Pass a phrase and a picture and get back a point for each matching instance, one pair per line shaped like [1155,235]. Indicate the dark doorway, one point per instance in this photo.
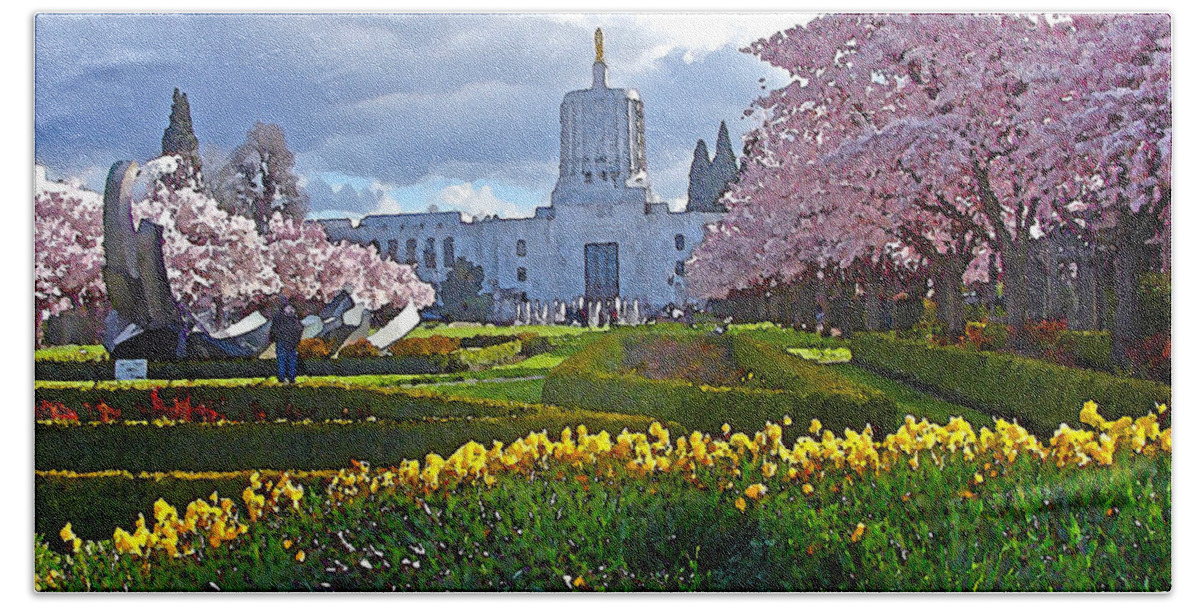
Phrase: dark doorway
[601,271]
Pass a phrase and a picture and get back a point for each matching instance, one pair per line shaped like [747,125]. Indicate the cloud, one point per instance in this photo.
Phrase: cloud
[474,202]
[403,100]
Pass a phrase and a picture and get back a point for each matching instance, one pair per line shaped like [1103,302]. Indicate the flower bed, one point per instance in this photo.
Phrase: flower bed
[927,507]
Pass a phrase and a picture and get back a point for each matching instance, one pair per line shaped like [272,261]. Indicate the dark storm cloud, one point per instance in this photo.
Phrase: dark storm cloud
[394,98]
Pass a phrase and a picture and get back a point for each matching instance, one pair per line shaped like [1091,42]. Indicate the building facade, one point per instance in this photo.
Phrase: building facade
[600,239]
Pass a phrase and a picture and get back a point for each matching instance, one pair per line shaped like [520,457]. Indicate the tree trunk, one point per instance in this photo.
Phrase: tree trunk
[871,305]
[948,293]
[1125,333]
[1086,290]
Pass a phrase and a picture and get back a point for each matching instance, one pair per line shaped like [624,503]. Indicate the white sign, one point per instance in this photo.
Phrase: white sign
[130,369]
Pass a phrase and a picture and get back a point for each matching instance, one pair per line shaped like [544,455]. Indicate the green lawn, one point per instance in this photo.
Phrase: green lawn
[70,354]
[822,355]
[425,331]
[911,401]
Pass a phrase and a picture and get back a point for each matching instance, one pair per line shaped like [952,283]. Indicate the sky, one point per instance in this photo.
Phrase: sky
[409,110]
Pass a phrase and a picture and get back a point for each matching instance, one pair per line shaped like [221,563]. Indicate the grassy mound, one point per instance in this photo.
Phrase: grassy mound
[754,383]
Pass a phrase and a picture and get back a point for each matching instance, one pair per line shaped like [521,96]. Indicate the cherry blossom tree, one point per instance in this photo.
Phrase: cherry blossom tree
[217,263]
[1123,139]
[67,256]
[220,266]
[312,268]
[946,139]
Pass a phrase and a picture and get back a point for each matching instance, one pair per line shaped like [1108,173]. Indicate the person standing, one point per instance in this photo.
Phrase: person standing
[286,331]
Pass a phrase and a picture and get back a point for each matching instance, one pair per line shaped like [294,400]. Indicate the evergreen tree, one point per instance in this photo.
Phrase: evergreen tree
[258,179]
[460,293]
[699,191]
[724,168]
[179,139]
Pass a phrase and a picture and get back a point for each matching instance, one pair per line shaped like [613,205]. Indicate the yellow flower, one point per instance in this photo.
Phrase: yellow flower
[756,492]
[163,511]
[859,530]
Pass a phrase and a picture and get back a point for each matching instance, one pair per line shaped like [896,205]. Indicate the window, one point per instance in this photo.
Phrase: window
[430,254]
[448,252]
[411,251]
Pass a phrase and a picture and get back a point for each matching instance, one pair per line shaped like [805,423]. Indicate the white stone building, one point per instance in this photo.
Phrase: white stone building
[600,239]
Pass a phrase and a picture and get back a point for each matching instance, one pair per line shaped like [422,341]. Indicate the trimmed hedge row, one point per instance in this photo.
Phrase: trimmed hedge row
[487,356]
[781,385]
[283,445]
[246,368]
[1037,393]
[315,401]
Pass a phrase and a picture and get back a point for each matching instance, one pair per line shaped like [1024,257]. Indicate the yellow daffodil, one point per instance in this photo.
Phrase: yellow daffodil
[857,535]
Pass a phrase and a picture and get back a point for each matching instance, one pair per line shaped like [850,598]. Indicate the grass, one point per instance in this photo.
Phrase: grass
[425,331]
[822,355]
[71,354]
[1032,529]
[911,401]
[570,528]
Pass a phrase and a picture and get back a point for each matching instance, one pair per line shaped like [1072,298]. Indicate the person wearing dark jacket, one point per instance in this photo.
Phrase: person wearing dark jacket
[286,330]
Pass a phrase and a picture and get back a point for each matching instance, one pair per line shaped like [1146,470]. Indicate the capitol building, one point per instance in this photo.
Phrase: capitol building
[601,239]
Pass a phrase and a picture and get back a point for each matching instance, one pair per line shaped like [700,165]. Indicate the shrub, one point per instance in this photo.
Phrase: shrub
[424,347]
[359,349]
[987,336]
[1151,357]
[295,446]
[1038,393]
[477,359]
[1045,333]
[1155,302]
[315,348]
[247,368]
[1090,349]
[777,384]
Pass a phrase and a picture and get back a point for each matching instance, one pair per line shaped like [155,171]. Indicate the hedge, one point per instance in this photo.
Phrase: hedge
[781,385]
[286,445]
[246,368]
[1039,395]
[315,401]
[487,356]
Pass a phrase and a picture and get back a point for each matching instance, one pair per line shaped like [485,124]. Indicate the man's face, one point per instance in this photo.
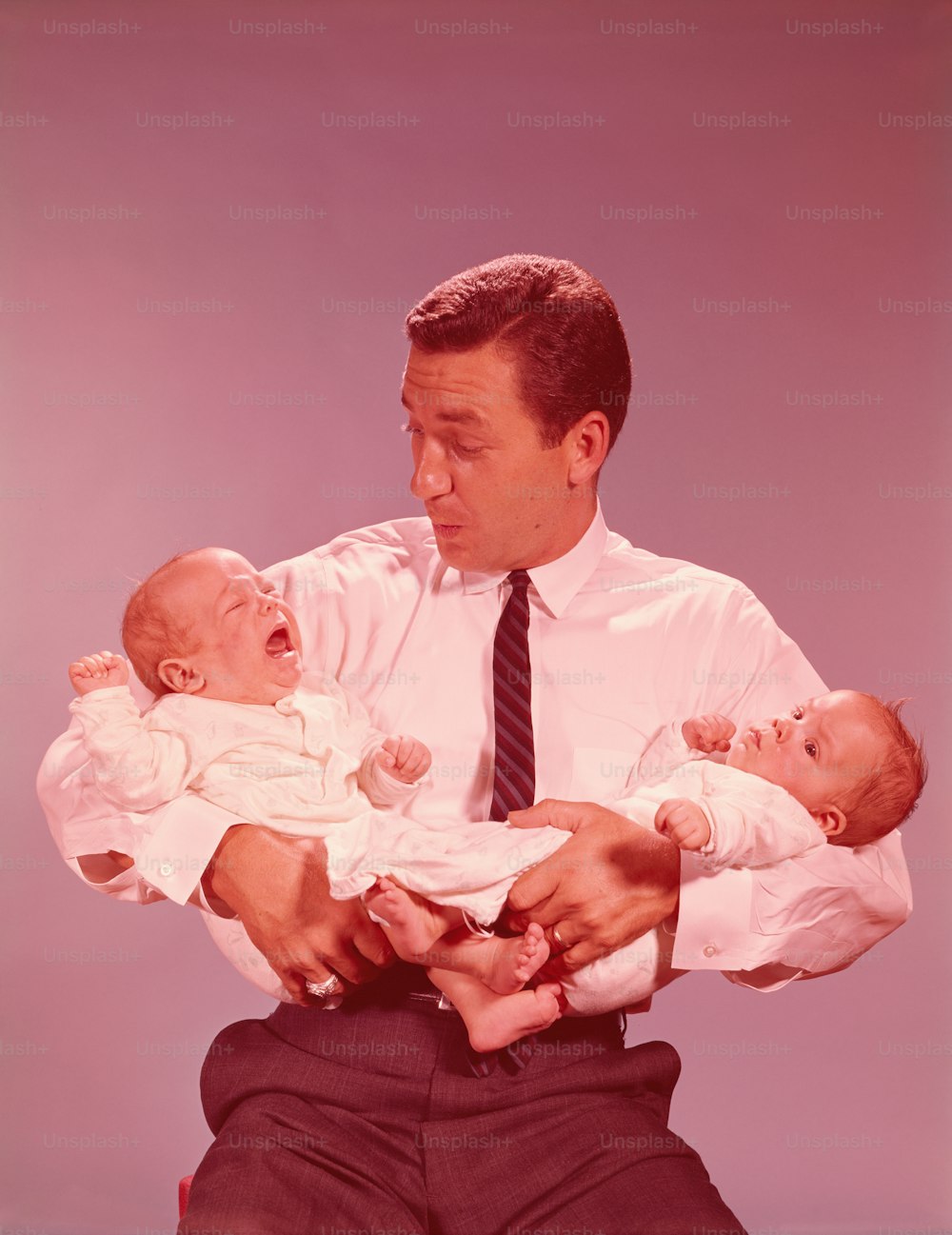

********************

SET EXERCISE: List each line in the items above that contains the string "window". Case counts.

EXERCISE ANSWER:
Pass a phrase and a picture and get back a point for each matching instance, one pair per line shaped like [896,205]. Indicate the window, one point per instance in this photo.
Phrase: window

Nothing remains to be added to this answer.